### PROVIDED RECORDS
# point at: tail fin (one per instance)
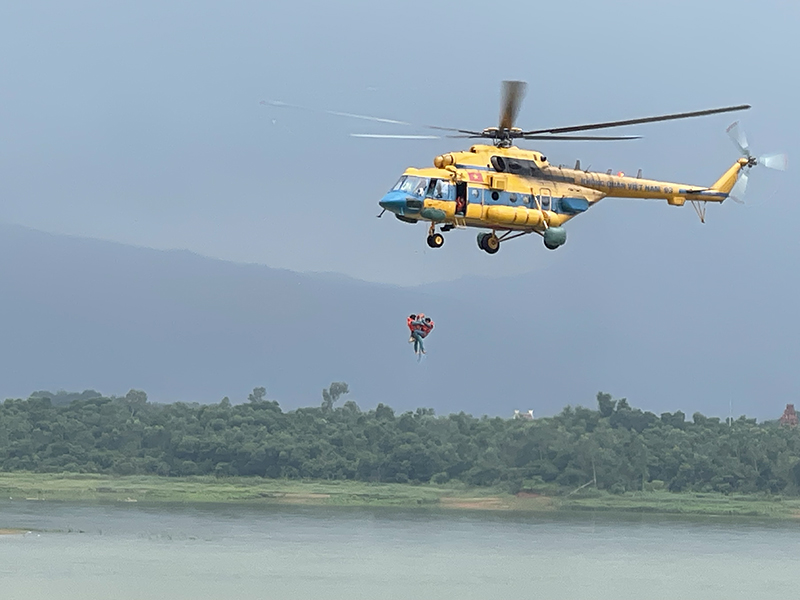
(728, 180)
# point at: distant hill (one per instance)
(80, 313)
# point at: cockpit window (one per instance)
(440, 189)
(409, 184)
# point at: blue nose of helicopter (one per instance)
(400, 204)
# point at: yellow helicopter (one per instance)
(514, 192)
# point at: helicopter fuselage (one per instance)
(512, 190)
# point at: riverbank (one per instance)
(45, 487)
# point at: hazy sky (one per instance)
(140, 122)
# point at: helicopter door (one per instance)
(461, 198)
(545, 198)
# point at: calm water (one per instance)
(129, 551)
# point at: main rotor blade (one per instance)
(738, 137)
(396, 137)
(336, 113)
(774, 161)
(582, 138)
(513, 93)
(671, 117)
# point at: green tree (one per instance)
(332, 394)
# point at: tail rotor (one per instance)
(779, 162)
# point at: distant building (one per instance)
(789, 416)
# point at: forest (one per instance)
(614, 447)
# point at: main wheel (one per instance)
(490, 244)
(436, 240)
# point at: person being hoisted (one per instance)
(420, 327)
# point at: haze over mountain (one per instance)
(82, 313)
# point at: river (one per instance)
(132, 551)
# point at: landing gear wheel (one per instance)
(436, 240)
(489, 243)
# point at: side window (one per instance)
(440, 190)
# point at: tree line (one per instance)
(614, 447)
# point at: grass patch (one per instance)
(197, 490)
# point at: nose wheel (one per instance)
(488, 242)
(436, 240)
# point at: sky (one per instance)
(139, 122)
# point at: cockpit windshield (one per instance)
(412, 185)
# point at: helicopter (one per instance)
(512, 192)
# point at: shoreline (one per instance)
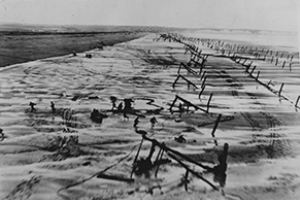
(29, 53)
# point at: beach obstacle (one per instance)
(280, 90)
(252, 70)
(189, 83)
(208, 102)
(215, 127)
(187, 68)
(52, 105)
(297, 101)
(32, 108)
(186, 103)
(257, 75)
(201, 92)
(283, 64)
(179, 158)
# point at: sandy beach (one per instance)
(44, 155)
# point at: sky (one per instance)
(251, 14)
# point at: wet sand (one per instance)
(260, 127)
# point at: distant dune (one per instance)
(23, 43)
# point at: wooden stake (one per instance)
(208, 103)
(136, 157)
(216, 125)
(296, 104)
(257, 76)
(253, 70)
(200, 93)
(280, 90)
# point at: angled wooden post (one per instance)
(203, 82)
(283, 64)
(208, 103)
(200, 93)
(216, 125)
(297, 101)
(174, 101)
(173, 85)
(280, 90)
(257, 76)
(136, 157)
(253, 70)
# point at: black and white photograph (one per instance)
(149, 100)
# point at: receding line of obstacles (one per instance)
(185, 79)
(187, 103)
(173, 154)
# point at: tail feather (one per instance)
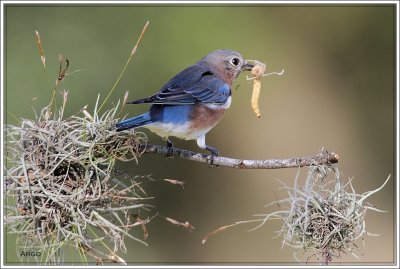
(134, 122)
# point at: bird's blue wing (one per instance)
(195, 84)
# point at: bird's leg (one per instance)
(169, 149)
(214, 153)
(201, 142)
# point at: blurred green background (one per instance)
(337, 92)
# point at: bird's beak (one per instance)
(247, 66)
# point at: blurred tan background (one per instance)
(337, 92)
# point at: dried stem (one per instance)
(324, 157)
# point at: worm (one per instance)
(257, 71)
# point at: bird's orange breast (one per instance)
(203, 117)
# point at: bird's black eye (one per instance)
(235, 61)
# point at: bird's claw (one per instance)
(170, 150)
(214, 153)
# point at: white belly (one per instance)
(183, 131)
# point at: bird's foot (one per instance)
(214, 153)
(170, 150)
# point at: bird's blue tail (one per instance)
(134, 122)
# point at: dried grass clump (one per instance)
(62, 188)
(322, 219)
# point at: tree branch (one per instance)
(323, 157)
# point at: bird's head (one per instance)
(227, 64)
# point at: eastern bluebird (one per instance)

### EXERCISE OBJECTIVE
Your answer must be the records above, word for word, with every picture left out.

### WRITTEN SOLUTION
# point at: tail fin (one per instance)
(728, 180)
# point at: distant hill (one per instance)
(80, 313)
# point at: cockpit window (one per instance)
(440, 189)
(409, 184)
# point at: blue nose of helicopter (one per instance)
(400, 204)
# point at: yellow helicopter (one per instance)
(514, 192)
# point at: helicopter fuselage (one per instance)
(512, 190)
# point at: riverbank (one per instance)
(45, 487)
# point at: hazy sky (one per instance)
(140, 122)
# point at: helicopter door (one per instance)
(461, 198)
(545, 198)
# point at: calm water (one per instance)
(129, 551)
# point at: main rotor blade (one per instance)
(738, 137)
(396, 137)
(336, 113)
(774, 161)
(582, 138)
(513, 93)
(671, 117)
# point at: green tree (one per instance)
(332, 394)
# point at: tail rotor (one per instance)
(779, 162)
# point at: distant building (one per instance)
(789, 416)
# point at: forest (one per instance)
(614, 447)
# point at: main wheel (one per instance)
(490, 244)
(436, 240)
# point at: person being hoisted (one per instance)
(420, 327)
# point at: haze over mountain (one per instance)
(82, 313)
# point at: river (one per instance)
(132, 551)
# point at: landing gear wheel (one per instance)
(436, 240)
(489, 243)
# point at: side window (one per instance)
(440, 190)
# point at: tree line (one per instance)
(614, 447)
# point at: grass patch (one per instance)
(197, 490)
# point at: nose wheel (one per instance)
(488, 242)
(436, 240)
# point at: sky (one per instance)
(139, 122)
# point at: cockpit windshield (one per instance)
(412, 185)
# point at: helicopter (one per instance)
(512, 192)
# point at: shoreline (one per instance)
(29, 53)
# point at: beach obstacle (one per instance)
(280, 90)
(252, 70)
(189, 83)
(208, 102)
(215, 127)
(187, 68)
(52, 105)
(297, 101)
(32, 108)
(186, 103)
(257, 75)
(201, 92)
(283, 64)
(179, 158)
# point at: sandy beach (one per instance)
(44, 155)
# point at: sky (one per instance)
(251, 14)
# point at: wet sand (one per instance)
(260, 127)
# point at: distant dune (one per instance)
(23, 43)
# point at: wooden stake (one per instance)
(208, 103)
(136, 157)
(216, 125)
(296, 104)
(257, 76)
(253, 70)
(200, 93)
(280, 90)
# point at: angled wooden post (one per instance)
(203, 82)
(283, 64)
(208, 103)
(200, 93)
(216, 125)
(297, 101)
(174, 101)
(173, 85)
(280, 90)
(257, 76)
(136, 157)
(253, 70)
# point at: black and white photograph (one per instance)
(149, 100)
# point at: receding line of obstacles (one per instance)
(185, 79)
(187, 103)
(173, 154)
# point at: tail feather (one per instance)
(134, 122)
# point at: bird's blue wing (one per instance)
(195, 84)
# point at: bird's leg (one per instance)
(169, 149)
(214, 153)
(201, 142)
# point at: blurred green background (one per instance)
(337, 92)
# point at: bird's beak (one per instance)
(247, 66)
# point at: blurred tan background (one per instance)
(337, 92)
# point at: dried stem (one per instance)
(324, 157)
# point at: worm (one per instance)
(257, 71)
# point at: bird's orange breast (one per instance)
(203, 117)
# point at: bird's black eye (one per instance)
(235, 61)
# point at: bird's claw (one per instance)
(170, 150)
(214, 153)
# point at: white belly (one per instance)
(183, 131)
# point at: bird's foot (one per instance)
(214, 153)
(170, 150)
# point at: bird's blue tail (one per instance)
(134, 122)
# point at: dried grass clump (one per instance)
(62, 188)
(322, 219)
# point at: tree branch (one per instance)
(323, 157)
# point at: bird's head (one per instance)
(227, 64)
# point at: eastern bluebird (one per instance)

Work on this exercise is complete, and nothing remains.